— Begin DATA EXTRACT —

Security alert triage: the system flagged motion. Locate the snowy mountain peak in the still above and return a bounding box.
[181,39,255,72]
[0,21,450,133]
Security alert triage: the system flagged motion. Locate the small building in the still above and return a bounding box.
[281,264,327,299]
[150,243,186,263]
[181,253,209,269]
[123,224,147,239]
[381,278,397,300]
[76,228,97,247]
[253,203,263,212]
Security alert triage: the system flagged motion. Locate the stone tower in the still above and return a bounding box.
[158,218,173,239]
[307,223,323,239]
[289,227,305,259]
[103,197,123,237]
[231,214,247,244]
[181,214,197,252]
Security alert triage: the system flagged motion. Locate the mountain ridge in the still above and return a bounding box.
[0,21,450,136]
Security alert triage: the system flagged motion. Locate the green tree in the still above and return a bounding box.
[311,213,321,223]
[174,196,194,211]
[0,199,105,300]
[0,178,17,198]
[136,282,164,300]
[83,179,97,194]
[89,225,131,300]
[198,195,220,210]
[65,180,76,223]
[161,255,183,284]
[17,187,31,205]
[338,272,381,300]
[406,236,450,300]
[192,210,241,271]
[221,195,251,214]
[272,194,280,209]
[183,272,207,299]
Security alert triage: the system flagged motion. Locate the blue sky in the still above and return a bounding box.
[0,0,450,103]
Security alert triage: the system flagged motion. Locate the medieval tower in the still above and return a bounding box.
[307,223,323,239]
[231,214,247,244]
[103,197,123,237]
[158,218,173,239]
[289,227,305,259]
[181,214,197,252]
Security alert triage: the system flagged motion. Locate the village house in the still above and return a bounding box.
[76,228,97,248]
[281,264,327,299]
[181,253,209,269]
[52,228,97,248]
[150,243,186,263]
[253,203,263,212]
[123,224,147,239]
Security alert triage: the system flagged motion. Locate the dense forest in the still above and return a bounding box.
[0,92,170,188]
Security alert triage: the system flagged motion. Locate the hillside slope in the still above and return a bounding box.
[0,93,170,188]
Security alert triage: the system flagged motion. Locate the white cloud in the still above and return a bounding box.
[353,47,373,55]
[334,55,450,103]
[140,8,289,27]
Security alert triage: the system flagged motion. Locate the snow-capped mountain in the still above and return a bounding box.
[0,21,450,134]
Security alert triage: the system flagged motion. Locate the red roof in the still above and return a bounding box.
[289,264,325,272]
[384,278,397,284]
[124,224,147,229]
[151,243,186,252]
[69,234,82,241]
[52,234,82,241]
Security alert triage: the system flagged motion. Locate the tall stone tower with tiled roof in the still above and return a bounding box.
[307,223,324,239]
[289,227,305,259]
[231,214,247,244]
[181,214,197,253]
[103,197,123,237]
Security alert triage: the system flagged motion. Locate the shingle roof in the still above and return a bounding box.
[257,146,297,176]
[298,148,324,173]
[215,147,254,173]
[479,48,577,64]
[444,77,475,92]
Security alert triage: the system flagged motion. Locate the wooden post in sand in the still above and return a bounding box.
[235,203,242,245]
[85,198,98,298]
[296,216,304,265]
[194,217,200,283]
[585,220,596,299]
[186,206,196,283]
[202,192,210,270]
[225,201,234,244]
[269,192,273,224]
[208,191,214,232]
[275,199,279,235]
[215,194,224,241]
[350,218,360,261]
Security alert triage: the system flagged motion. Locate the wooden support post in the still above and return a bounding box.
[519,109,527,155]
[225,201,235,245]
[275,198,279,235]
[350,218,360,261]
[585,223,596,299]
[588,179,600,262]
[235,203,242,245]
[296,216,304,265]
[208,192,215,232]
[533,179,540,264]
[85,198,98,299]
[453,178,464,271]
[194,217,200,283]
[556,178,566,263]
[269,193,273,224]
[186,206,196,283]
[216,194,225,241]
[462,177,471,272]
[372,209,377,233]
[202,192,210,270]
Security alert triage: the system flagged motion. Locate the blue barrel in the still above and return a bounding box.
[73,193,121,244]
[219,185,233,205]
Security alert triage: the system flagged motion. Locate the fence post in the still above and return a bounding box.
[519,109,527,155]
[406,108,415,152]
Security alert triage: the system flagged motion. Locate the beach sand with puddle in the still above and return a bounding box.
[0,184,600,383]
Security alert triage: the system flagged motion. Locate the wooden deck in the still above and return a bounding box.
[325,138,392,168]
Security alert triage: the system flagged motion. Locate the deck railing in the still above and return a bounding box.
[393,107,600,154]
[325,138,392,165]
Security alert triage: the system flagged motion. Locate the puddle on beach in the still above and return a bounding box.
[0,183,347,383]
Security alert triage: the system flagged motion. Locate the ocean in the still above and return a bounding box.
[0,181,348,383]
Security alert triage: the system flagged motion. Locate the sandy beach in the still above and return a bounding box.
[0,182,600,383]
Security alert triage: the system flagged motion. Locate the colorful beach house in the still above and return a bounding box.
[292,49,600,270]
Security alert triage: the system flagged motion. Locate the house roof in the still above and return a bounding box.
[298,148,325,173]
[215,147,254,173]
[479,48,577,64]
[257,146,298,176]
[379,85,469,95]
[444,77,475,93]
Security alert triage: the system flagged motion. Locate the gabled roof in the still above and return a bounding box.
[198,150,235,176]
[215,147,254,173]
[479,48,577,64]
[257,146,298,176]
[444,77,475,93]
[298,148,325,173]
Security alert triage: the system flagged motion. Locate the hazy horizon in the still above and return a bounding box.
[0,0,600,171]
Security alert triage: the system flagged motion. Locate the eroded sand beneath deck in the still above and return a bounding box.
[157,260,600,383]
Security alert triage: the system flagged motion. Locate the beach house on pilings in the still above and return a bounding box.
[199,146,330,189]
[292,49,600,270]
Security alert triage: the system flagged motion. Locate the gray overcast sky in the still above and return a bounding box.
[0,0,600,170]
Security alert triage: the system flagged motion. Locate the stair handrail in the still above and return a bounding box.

— End DATA EXTRACT —

**TASK DIRECTIONS**
Starting at the line that contains "Locate the gray" and ending with the last line of the records, rewrite those lines with "overcast" renamed to "cloudy", leaving everything else the same.

**EXERCISE ANSWER**
Security alert triage: the system flagged motion. Locate the gray cloudy sky in the still above and return a bounding box.
[0,0,600,170]
Security alert triage: the system flagged motion. Locate the stair handrail in the still above and return a bounding box.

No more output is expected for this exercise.